* _PROMPT_
All entries are to be reproduced exactly; the pictures are to be omitted.

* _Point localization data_

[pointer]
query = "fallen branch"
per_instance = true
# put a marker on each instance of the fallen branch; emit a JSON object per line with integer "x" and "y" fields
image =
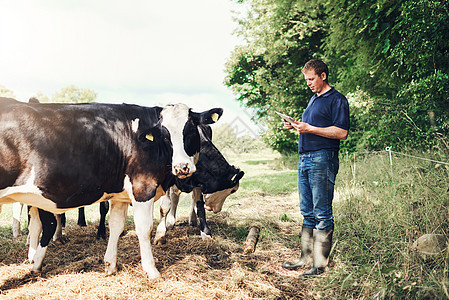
{"x": 251, "y": 240}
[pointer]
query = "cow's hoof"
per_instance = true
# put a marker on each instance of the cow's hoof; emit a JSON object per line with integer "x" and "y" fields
{"x": 160, "y": 240}
{"x": 61, "y": 240}
{"x": 170, "y": 222}
{"x": 206, "y": 237}
{"x": 110, "y": 269}
{"x": 153, "y": 275}
{"x": 37, "y": 273}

* _OUTPUT BELOW_
[pointer]
query = "fallen branch"
per_instance = true
# put a marker on each instance of the fallen branch; emit a JSON object per line with integer "x" and "y" fields
image =
{"x": 251, "y": 240}
[pointer]
query = "cow's hoof"
per_instance = true
# put a marker on each instance of the cow's hoof; emit a JSON object per line with integer "x" and "y" fields
{"x": 160, "y": 240}
{"x": 61, "y": 240}
{"x": 170, "y": 222}
{"x": 206, "y": 237}
{"x": 110, "y": 269}
{"x": 153, "y": 275}
{"x": 37, "y": 273}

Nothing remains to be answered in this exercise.